- **What to do**: Reproduce only the part of the records that opens with the line containing "For the image above, locate every shadow" and closes with the line containing "[40,302,480,649]", requests included. Shift every bounding-box coordinate in the answers by -45.

- **Exercise input**:
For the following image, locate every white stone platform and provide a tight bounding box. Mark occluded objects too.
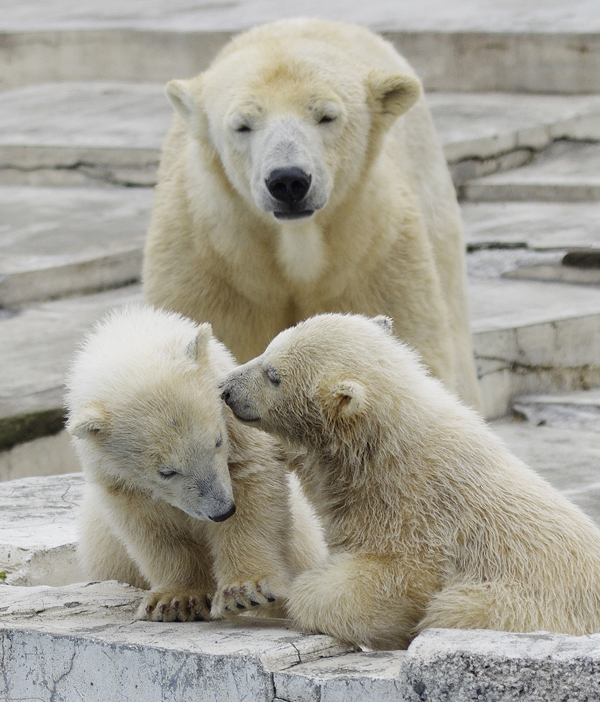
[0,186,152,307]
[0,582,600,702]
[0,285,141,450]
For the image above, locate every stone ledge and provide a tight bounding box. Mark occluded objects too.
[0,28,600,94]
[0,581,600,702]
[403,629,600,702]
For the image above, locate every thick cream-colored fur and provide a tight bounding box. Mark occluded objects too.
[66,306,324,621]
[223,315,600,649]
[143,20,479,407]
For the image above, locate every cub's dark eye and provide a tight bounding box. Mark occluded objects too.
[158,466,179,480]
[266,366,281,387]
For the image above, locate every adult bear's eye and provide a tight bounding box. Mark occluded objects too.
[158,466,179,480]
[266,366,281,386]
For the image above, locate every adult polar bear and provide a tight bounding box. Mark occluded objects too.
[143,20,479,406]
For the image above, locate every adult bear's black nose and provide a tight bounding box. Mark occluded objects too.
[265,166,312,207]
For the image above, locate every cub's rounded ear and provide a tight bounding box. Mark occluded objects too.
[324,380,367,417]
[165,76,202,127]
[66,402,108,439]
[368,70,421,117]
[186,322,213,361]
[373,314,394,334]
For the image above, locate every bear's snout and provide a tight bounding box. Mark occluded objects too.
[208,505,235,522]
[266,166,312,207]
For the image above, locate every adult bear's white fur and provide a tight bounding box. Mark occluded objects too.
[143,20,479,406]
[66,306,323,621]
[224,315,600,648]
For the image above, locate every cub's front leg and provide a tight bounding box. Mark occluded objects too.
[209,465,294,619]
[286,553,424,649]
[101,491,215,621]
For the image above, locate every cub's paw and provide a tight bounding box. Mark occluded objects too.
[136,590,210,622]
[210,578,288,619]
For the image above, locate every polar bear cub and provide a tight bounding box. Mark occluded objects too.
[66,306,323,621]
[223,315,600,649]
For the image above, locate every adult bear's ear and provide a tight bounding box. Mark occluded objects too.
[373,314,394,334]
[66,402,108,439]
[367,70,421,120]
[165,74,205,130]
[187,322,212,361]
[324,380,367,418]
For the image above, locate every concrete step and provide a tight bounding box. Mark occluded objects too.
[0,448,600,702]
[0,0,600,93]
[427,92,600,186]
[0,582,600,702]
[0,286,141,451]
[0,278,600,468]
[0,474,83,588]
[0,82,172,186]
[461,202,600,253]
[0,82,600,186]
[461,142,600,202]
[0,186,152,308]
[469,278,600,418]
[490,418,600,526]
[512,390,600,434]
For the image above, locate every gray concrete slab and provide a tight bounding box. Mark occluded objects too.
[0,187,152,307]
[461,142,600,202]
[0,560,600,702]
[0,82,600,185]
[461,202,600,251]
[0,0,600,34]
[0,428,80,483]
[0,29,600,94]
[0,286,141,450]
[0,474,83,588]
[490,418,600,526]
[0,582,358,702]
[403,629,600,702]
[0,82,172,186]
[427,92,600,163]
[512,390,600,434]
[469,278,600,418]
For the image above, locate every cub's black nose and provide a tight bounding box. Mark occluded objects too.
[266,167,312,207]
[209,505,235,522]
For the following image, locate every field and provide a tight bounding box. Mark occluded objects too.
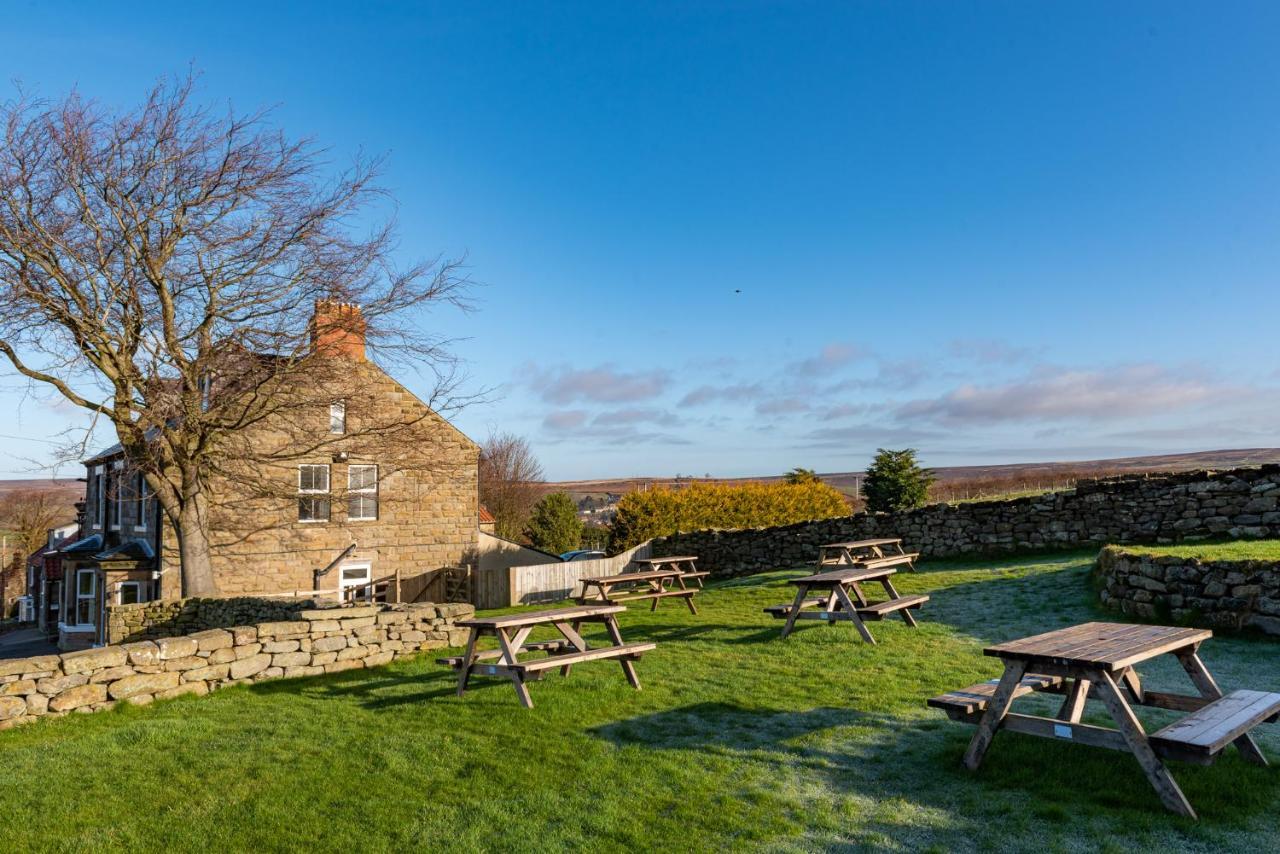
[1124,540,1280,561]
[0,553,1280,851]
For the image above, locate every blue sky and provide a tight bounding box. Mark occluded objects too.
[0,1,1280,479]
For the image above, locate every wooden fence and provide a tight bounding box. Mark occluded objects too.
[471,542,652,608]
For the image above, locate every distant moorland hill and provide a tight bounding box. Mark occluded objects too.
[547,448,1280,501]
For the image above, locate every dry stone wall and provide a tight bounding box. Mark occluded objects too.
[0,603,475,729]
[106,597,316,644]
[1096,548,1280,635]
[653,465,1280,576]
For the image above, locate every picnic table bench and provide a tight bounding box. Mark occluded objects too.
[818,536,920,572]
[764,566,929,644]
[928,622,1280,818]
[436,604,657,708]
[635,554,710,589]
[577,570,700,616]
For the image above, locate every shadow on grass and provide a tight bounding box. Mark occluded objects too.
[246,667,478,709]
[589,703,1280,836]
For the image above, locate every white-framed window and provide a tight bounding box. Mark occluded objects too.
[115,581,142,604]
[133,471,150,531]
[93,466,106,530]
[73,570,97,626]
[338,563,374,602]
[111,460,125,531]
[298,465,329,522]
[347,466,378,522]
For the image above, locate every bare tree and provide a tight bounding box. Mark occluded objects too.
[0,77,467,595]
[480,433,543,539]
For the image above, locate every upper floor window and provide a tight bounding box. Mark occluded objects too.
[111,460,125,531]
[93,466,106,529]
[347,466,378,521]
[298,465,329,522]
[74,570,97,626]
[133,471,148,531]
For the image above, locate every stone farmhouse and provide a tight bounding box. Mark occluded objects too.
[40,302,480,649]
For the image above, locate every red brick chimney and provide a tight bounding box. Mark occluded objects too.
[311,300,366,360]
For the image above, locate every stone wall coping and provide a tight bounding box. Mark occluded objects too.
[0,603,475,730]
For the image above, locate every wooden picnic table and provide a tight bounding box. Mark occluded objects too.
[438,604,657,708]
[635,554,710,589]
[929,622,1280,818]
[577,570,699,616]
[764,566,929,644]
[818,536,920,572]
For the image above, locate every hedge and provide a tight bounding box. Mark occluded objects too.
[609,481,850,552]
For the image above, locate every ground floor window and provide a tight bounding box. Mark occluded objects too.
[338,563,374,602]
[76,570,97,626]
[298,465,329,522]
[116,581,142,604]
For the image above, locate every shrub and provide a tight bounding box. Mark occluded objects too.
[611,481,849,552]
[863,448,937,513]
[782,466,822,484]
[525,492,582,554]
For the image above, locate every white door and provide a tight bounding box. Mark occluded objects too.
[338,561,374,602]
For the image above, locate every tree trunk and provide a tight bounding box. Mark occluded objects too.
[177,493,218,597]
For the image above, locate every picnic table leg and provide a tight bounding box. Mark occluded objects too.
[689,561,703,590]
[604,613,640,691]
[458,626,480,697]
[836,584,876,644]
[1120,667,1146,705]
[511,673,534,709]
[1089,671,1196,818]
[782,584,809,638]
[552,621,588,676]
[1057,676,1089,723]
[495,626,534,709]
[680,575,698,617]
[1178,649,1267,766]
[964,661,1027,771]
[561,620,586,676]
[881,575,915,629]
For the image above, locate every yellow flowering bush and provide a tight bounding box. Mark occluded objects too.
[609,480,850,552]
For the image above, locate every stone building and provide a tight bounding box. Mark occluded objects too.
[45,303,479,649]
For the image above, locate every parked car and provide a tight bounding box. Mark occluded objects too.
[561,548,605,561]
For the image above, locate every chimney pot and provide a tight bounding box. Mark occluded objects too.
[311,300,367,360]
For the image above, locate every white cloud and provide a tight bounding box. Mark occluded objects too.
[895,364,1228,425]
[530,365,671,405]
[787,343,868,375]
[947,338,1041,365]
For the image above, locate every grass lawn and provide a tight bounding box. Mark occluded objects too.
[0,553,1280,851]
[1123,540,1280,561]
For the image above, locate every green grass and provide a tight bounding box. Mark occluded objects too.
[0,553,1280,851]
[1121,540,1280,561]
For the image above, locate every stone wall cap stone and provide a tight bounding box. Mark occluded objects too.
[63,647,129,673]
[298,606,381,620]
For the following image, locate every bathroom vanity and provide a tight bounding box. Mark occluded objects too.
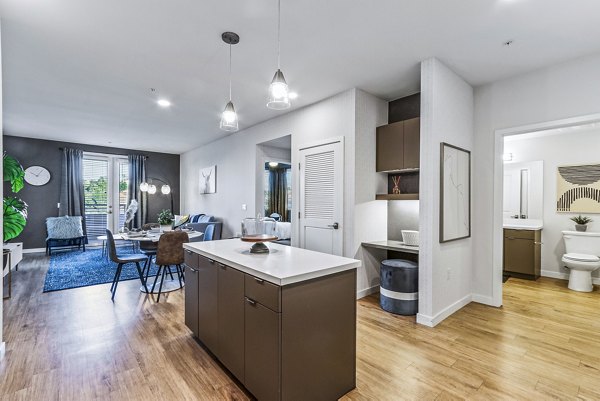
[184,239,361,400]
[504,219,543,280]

- **Reply to the exercise**:
For the image above, locate every shadow on grass and provide a tight bounding box. Mark occluded objects too.
[201,622,433,664]
[544,658,1235,791]
For the image above, locate every white-framed window and provide a tight bounding box. Mark occluded objects too.
[70,536,97,559]
[88,426,105,486]
[48,421,61,485]
[28,525,52,581]
[293,518,329,557]
[66,415,80,486]
[253,420,284,477]
[302,421,333,477]
For the image above, locate every bare tree and provide a tight bounding box. Mark occluded objects too.
[-45,32,422,550]
[435,388,498,494]
For the image above, locate every upper floor window and provide a tight bounding box. Mark occluded objects too.
[66,415,80,486]
[48,421,61,484]
[302,421,333,476]
[253,420,284,477]
[29,525,52,581]
[88,426,103,486]
For the image above, locate every stone farmhouse and provide a tight bounding box. Mark occluded objects too.
[-5,257,435,604]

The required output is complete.